[Records for the task]
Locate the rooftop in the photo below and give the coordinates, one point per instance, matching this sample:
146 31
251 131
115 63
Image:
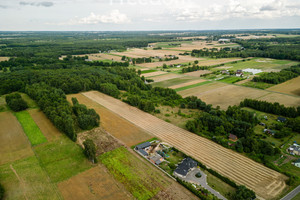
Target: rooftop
185 166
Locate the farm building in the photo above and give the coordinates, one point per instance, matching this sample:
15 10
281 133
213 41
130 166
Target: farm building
185 167
297 163
233 138
239 73
281 119
157 159
294 149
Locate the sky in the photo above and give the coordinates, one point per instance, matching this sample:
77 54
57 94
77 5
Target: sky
142 15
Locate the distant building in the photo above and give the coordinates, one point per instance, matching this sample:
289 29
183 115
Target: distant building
233 138
294 149
281 119
297 163
185 167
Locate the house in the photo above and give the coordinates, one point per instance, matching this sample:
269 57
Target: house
294 149
233 138
239 73
281 119
157 159
185 167
269 131
297 163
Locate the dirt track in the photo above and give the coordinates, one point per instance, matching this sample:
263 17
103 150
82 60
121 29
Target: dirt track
264 181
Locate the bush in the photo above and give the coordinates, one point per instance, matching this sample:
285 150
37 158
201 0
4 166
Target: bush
1 192
15 102
90 150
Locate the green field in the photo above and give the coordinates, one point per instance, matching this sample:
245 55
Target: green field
174 81
32 181
258 63
192 86
30 128
134 174
148 71
259 85
62 159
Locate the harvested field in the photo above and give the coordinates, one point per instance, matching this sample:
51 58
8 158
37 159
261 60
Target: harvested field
217 61
198 73
230 95
103 140
96 183
265 182
165 77
45 125
286 100
25 179
290 87
13 141
153 74
114 124
4 59
187 84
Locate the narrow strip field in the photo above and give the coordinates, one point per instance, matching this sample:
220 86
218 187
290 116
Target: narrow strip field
265 182
192 86
290 87
13 141
32 131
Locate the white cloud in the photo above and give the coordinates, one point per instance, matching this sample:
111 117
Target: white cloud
114 17
239 9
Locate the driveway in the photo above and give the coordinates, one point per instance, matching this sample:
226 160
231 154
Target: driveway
191 177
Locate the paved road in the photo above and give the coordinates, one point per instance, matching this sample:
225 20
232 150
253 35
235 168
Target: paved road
191 177
292 194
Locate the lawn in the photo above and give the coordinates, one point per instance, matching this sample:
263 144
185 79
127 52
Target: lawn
133 173
25 179
258 63
191 86
259 85
148 71
62 159
175 81
30 128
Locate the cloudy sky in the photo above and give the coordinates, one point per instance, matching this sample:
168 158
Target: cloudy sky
112 15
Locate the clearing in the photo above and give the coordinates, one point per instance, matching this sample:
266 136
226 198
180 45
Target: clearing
103 140
93 184
216 93
25 179
187 84
32 131
13 141
165 77
62 159
45 125
198 73
114 124
289 87
265 182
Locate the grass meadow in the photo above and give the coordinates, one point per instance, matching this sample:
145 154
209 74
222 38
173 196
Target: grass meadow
30 128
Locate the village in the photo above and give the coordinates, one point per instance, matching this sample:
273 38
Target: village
175 164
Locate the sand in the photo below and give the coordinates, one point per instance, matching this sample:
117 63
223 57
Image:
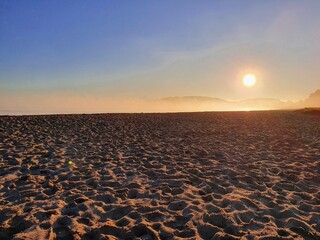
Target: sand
240 175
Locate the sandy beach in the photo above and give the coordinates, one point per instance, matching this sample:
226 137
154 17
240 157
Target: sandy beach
231 175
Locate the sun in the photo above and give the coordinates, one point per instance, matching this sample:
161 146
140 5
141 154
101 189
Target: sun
249 80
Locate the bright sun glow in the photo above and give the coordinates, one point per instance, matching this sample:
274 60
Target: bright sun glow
249 80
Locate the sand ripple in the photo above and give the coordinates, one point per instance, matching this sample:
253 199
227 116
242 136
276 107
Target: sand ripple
239 176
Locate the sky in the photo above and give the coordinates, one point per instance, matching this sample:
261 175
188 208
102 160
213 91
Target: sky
89 56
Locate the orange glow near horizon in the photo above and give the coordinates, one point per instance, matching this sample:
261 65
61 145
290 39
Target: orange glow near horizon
249 80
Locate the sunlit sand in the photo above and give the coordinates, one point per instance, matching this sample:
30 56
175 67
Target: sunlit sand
236 175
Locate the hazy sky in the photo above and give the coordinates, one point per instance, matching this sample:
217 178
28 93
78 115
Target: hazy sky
152 49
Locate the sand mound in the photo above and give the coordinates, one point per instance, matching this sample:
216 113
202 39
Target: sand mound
251 175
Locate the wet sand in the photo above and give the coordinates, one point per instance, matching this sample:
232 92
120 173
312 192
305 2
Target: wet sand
237 175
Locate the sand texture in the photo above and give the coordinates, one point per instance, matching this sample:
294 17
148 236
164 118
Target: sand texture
[/Records for the task]
Exact reproduction of the entries above is what's needed; images stay out.

> _Answer space_:
Locate the rooftop in the photo below and give the coordinates, one point per instance, matching this sample:
146 31
251 131
115 63
Image:
Target: rooftop
185 166
Locate the farm building in the photo above and give the coordinates, one point per instance, matching this sample:
15 10
281 133
213 41
130 166
Target: farm building
185 167
297 163
233 138
239 73
281 119
157 159
294 149
Locate the sky in the photo above and give the coordinates, one point per instance, matching this sample:
77 54
57 94
77 5
Target: sky
142 15
Locate the distant building in the photo above and give the coordinates, one point per instance, matching this sample:
289 29
183 115
Target: distant building
233 138
294 149
281 119
297 163
185 167
Locate the house in the photo above and give the coordinates, one point per instance, matching this sample:
269 57
Target: house
294 149
233 138
239 73
281 119
157 159
185 167
269 131
297 163
Locate the dirt track in the photo above and give the coordinates, one point per instance, matching this sample:
263 17
103 150
82 60
121 29
Target: dirt track
264 181
Locate the bush in the photo above and give the coordinates, one point per instance, matching this sample:
285 150
37 158
201 0
4 166
Target: bush
1 192
15 102
90 150
Locate the green field in the photo above and give the coordinates, one point per instance, matching this sample:
245 55
Target: green field
174 81
32 181
258 63
192 86
30 128
134 174
148 71
259 85
62 159
Locate the harvested field in the photo above and give the coordinates, one point per instance, matching this sample:
51 58
8 158
37 159
261 60
Target: harvested field
217 61
198 73
230 95
103 140
96 183
265 182
165 77
45 125
286 100
25 179
290 87
13 141
153 74
114 124
4 59
187 84
Locate the narrow strip field in the photo above and give the coordinates, one point per instance, matching this sample:
220 86
218 187
290 116
Target: narrow strip field
265 182
192 86
290 87
13 141
32 131
Locate the white cloud in the photo above and give the coordinates, one point per instance, matching this sample:
111 117
Target: white cloud
114 17
239 9
Locate the driveway in the photo above and give the coordinates, one point per instance, matching this sample:
226 160
231 154
Target: driveway
191 177
Locate the paved road in the photo above and give the coordinates, one point per instance, matching this sample:
225 20
232 150
253 35
235 168
Target: paved road
191 177
292 194
Locate the lawn in the photo above and give the coordinates, one point per instance, matching this sample:
263 144
185 79
127 52
Target: lawn
133 173
25 179
258 63
191 86
259 85
148 71
62 159
175 81
30 128
Locate the cloudy sky in the photo above and give the coordinates, one point per instance, matching this sample:
168 158
Target: cloudy sky
112 15
Locate the clearing in the photo above and give the coordinates, one point per instance, matching this sample:
266 136
226 198
180 45
Target: clearing
103 140
93 184
216 93
25 179
187 84
32 131
13 141
165 77
62 159
45 125
198 73
114 124
289 87
265 182
Locate the grass meadow in the photo above and give the coordinates, one point per instance, matching this sample:
145 154
209 74
222 38
173 196
Target: grass meadow
30 128
Locate the village in the photo above and give the coordinates, one point per instance, matching this sample:
273 38
Target: village
175 164
Locate the sand in the photo below and give the coordinates, one point per instance, matching this sample:
117 63
223 57
Image:
Target: sand
240 175
Locate the sandy beach in the photo above and give the coordinates, one point per instance, matching this sample:
226 137
154 17
240 157
Target: sandy beach
231 175
Locate the sun in the photo above and give the coordinates, one point per instance, matching this sample:
161 146
140 5
141 154
101 189
Target: sun
249 80
Locate the bright sun glow in the photo above and give the coordinates, one point per instance, matching this sample:
274 60
Target: bright sun glow
249 80
Locate the sand ripple in the photo above and give the coordinates, one point per instance, matching this sample:
253 199
227 116
242 136
276 107
Target: sand ripple
239 176
Locate the sky in the photo above and give the coordinates, one point per instance, matching this sample:
261 175
188 208
102 160
213 91
Target: sky
89 56
Locate the orange glow near horizon in the photo above and give the coordinates, one point per instance, matching this sample:
261 65
61 145
290 39
Target: orange glow near horizon
249 80
Locate the sunlit sand in the photo above and give the coordinates, one point per instance, matching this sample:
30 56
175 67
Target: sunlit sand
236 175
Locate the hazy sky in the photo above and give the coordinates, one point per instance, matching this sample:
217 178
28 93
78 115
Target: hazy sky
152 49
Locate the sand mound in the photo above and give the coordinates, one point per instance, matching this sample:
216 113
202 39
Target: sand mound
251 175
Locate the wet sand in the photo above and give the coordinates, one point per instance, matching this sample:
232 92
120 173
312 192
305 2
Target: wet sand
237 175
Locate the sand texture in the photo above and give the coordinates, one point per instance, matching this sample:
294 17
148 236
164 118
Target: sand texture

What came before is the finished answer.